SELECTED EXTRACT:

Buck Freeman starred on the explosive 1940 soccer team that secured the New England Intercollegiate Soccer League Championship. That team beat all comers, save Yale whom they tied 1-1 in double overtime. Along with Tink and Doc Waters, Buck was one of the conference’s top scorers and the team’s best playmaker. With nine goals overall, he scored in all but one game including two goals in each Little Three win, and a last second winner against Dartmouth. When Dartmouth beat Yale, Wesleyan’s championship and New England supremacy were secure. With a record of 7-0-1, the 1940 squad was the last Wesleyan soccer team to go undefeated in the regular season until last year’s 2009 team.

REQUIRED ACTION A:
From the Buck Freeman passage, write out the part that begins at the words "Buck Freeman starred" and ends after the words "year’s 2009 team.".
REQUIRED ACTION B:
Decide whether each statement agrees with the Buck Freeman passage. Answer yes or no, and quote the words that decide it. (i) The 1940 team tied Yale 1-1 in double overtime. (ii) Buck Freeman scored in every game of the 1940 season. (iii) No Wesleyan soccer team after 1940 went undefeated in the regular season until the 2009 team.
The rows are separate material, apart from the text above.

PROVIDED DATA:

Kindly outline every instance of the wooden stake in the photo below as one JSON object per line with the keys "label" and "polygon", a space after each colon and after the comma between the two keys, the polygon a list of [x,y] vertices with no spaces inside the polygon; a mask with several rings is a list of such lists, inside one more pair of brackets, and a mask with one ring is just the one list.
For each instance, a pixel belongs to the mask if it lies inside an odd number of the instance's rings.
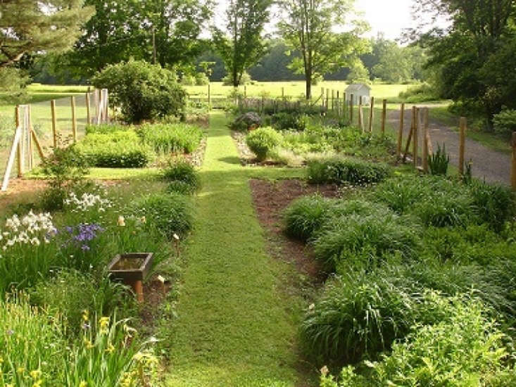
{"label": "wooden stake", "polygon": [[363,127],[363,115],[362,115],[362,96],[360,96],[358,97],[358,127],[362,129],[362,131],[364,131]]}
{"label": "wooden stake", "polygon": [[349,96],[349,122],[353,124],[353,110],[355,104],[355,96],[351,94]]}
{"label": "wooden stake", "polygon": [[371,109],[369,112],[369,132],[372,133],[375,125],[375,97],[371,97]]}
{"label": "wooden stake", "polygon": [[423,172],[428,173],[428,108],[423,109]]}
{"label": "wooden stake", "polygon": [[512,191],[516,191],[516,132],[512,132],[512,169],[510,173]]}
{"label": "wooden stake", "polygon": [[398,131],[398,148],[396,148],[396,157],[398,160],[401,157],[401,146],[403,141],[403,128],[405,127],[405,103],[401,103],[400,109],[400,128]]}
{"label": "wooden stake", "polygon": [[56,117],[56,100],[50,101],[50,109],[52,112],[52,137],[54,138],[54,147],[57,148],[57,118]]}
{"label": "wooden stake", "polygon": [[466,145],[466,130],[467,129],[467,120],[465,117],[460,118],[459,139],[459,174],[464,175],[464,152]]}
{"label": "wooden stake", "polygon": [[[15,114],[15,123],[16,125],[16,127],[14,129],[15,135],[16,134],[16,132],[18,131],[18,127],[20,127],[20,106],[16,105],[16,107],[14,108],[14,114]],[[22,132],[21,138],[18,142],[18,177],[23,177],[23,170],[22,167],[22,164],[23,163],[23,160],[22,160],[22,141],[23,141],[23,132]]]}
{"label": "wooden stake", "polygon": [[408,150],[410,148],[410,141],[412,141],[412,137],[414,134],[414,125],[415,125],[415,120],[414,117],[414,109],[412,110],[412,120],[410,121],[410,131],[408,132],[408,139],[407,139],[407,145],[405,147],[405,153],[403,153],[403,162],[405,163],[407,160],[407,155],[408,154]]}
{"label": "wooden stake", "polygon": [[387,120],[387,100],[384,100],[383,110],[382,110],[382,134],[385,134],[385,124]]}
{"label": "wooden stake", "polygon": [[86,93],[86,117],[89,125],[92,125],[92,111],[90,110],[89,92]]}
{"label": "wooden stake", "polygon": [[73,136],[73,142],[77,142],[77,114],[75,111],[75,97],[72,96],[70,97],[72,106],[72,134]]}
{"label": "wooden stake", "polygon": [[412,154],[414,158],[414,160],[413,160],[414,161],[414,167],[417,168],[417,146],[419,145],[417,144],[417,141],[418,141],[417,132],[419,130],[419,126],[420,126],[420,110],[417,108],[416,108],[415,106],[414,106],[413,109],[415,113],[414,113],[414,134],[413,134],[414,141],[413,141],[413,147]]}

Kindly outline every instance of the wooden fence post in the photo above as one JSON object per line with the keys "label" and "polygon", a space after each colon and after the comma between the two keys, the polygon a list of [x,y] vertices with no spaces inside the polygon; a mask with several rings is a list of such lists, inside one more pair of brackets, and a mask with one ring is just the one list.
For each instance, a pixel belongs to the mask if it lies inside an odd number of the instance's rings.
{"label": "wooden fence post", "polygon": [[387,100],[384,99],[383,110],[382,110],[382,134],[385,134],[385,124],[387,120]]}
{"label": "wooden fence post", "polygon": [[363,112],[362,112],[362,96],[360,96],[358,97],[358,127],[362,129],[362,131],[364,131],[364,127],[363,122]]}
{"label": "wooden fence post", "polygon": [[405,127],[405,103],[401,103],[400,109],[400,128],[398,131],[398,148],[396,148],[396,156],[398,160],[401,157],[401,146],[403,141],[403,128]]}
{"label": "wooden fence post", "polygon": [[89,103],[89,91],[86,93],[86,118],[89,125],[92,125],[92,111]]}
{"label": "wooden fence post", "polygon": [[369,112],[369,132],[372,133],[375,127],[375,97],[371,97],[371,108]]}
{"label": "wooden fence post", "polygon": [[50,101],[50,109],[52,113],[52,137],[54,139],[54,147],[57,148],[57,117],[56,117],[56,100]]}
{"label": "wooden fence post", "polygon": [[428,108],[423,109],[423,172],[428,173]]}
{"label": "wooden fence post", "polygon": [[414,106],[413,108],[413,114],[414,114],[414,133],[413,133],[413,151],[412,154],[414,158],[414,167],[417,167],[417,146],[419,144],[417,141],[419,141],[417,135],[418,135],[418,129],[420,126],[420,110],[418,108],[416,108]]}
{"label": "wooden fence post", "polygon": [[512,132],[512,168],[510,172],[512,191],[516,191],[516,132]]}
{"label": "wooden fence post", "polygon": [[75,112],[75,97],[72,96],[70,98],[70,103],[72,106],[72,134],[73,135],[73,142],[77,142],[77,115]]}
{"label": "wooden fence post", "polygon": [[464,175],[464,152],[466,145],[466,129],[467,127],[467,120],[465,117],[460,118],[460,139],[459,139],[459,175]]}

WRITTEN SOLUTION A:
Buck Freeman starred on the explosive 1940 soccer team that secured the New England Intercollegiate Soccer League Championship. That team beat all comers, save Yale whom they tied 1-1 in double overtime. Along with Tink and Doc Waters, Buck was one of the conference’s top scorers and the team’s best playmaker. With nine goals overall, he scored in all but one game including two goals in each Little Three win, and a last second winner against Dartmouth. When Dartmouth beat Yale, Wesleyan’s championship and New England supremacy were secure. With a record of 7-0-1, the 1940 squad was the last Wesleyan soccer team to go undefeated in the regular season until last year’s 2009 team.

WRITTEN SOLUTION B:
(i) Yes: "save Yale whom they tied 1-1 in double overtime"
(ii) No: "he scored in all but one game"
(iii) Yes: "the last Wesleyan soccer team to go undefeated in the regular season until last year’s 2009 team"